What to produce: Transcribe every line of the entries below verbatim, omitting the pictures from your transcription.
===== Raw records
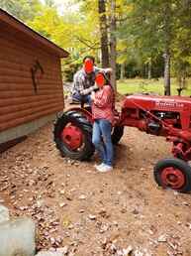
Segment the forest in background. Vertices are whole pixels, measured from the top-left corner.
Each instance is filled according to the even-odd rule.
[[[64,2],[64,1],[63,1]],[[191,74],[190,0],[71,0],[60,13],[53,0],[0,0],[0,7],[70,53],[67,80],[86,55],[112,66],[116,78],[170,77],[185,88]]]

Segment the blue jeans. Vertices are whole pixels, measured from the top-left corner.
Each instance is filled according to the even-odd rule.
[[[78,100],[79,102],[88,103],[91,106],[91,97],[90,94],[88,95],[81,95],[80,93],[75,93],[72,95],[72,98]]]
[[[111,137],[112,125],[106,119],[97,119],[93,124],[92,143],[101,156],[102,162],[113,165],[114,150]]]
==========
Answer to this exercise:
Segment the forest in background. Vertices are whole pixels, measured from the top-left corner.
Each instance is filled according to the even-odd rule.
[[[64,2],[64,1],[63,1]],[[191,74],[190,0],[71,0],[60,13],[53,0],[0,0],[0,7],[70,53],[67,80],[86,55],[112,66],[116,78],[170,77],[185,88]]]

Segment the blue jeans. Vertices are whole pixels, measured from the top-left corner.
Each instance is filled according to the even-odd rule.
[[[78,100],[79,102],[88,103],[91,106],[91,97],[90,94],[88,95],[81,95],[80,93],[75,93],[72,95],[72,98]]]
[[[111,137],[112,125],[106,119],[97,119],[93,124],[92,143],[101,156],[102,162],[113,165],[114,150]]]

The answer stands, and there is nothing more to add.